• Stated task 1
Answer these questions using the truck build article below:
(a) In what city and state was the Goodguys show held?
(b) What model year is Grant Peterson's F-100?
(c) To what size did the threads on the stock 302 truck heads narrow from their 3/8-inch shoulder?

• Excerpted passage
____
It kind of looks like Grant and I missed our deadline for the Bumpside Build-Off-and yes I'm not calling it the Bulletside Build-Off anymore. That's the first revision in my game plan, and I'll get to the second one in a couple of paragraphs.

No doubt by now if there was anyone who showed up to the Goodguys show held in Scottsdale, Arizona, last November 16-18 to check out Grant Peterson's '68 F-100 from Classic Trucks or my '72 F-100, they were in for a little bit of surprise. Or maybe not. After all, it seemed everyone but Grant and I thought that we had bitten off a pretty big chunk (check out the latest edition of Classic Trucks to see where Grant is on his build). Well the Scottsdale deadline has come and gone, but that doesn't mean the Bumpside Build-Off is over. On the contrary, we have both gathered a new full head of steam, and the race is still on!

And now to the second deviation in my game plan: True to our motto that at Custom Classic Trucks we make the mistakes so that our readers don't have to, my initial plan had a slightly flawed premise. I figured since Grant was building a slammed truck with an open budget I'd take the super low-buck road with my jacked-up gasser. Instead of buying exactly what I needed to get the job done properly, I tried to rework and reuse as many stock parts as possible to save money. When I got to the stage of trying to soup up the stock 302 truck heads, things went completely sideways and I lost a lot valuable time-not to mention money that I didn't need to spend.

Before I get into discussing the RHS alloy heads we're featuring in this story, I'd like to reveal some of the problems that I ran into with the stock truck heads and why they ultimately had to be scrapped. It was a simple plan really. I called the folks at Lunati and explained that I was trying to extract as much horsepower as possible from the OE 302. It was decided that in addition to a mild Lunati camshaft to help pull the ponies out, a set of Lunati pushrods and roller tip rockers were in order. This is where the proverbial poop hit the fan. Everything would have been fine if the rocker arm studs in my stock heads had 3/8 fine threads at the top of their 3/8- inch shoulders, but this wasn't the case. The threads on my 302 truck heads choked down from a 3/8-inch shoulder to 5/16 inch.

I called my contact at Lunati and he thought I was crazy, or, at the very least, mistaken. I said, "No man, I know 5/16 fine threads when I see them. Do you have any 5/16-inch locknuts I can use to lash the roller tip rockers down?"
____
• Task material
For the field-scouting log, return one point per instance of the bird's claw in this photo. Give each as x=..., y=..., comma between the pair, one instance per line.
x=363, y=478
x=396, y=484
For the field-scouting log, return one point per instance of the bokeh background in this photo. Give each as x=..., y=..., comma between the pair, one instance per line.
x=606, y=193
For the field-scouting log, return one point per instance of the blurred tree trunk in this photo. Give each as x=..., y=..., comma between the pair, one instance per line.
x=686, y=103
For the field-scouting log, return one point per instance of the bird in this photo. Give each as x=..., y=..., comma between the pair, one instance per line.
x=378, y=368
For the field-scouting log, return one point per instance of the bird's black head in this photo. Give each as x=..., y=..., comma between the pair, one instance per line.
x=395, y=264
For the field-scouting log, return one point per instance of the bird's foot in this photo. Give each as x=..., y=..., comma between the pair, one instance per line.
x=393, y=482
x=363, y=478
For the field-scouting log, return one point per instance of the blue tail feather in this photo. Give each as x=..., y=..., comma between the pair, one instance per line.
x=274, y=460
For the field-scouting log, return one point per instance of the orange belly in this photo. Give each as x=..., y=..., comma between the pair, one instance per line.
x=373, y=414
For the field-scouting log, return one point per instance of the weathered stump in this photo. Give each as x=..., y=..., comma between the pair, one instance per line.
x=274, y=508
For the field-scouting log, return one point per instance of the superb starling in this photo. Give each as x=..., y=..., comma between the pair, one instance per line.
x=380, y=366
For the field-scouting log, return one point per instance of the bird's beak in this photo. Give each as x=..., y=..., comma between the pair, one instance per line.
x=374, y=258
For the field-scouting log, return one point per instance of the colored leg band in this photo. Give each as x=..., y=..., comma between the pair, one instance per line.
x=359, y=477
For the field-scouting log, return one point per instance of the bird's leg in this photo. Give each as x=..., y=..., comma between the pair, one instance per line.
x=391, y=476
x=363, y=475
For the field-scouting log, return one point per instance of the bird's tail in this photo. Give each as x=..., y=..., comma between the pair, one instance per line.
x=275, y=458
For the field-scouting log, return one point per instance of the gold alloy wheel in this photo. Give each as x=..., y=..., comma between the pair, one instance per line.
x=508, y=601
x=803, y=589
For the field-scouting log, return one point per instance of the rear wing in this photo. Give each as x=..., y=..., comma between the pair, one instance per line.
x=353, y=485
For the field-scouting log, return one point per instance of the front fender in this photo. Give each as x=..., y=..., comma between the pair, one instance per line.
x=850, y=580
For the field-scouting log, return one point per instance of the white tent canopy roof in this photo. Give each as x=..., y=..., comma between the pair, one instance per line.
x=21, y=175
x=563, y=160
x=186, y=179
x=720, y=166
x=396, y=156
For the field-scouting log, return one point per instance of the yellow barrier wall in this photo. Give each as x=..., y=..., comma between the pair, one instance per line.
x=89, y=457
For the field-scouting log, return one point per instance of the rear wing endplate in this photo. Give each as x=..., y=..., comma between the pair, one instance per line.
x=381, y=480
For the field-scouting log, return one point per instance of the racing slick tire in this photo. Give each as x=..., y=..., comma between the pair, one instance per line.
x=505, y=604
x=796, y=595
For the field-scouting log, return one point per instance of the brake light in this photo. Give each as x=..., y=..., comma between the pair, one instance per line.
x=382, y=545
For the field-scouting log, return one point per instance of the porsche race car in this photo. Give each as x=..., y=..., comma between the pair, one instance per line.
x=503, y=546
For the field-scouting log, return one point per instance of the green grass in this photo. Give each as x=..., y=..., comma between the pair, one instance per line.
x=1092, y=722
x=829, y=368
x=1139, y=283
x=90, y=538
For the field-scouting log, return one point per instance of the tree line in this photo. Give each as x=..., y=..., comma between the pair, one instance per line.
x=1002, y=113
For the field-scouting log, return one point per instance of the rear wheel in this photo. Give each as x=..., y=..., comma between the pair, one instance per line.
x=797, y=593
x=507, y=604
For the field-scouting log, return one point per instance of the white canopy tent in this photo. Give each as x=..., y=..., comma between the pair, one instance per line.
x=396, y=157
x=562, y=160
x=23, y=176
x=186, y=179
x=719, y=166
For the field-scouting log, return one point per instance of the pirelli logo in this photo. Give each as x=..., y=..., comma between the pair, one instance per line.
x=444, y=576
____
• Stated task 2
In the records above, copy out everything from the line containing "of the blue" down to the line containing "x=373, y=414", with both of those lines included.

• Final result 1
(a) Scottsdale, Arizona
(b) '68
(c) 5/16 inch

• Final result 2
For the field-scouting log, return one point per instance of the blue tail feather in this photo. Give each as x=..., y=..., comma between the pair, one instance per line.
x=274, y=460
For the field-scouting log, return one point per instance of the orange belly in this photo. Give each as x=..., y=..., comma between the pair, one instance per line.
x=373, y=414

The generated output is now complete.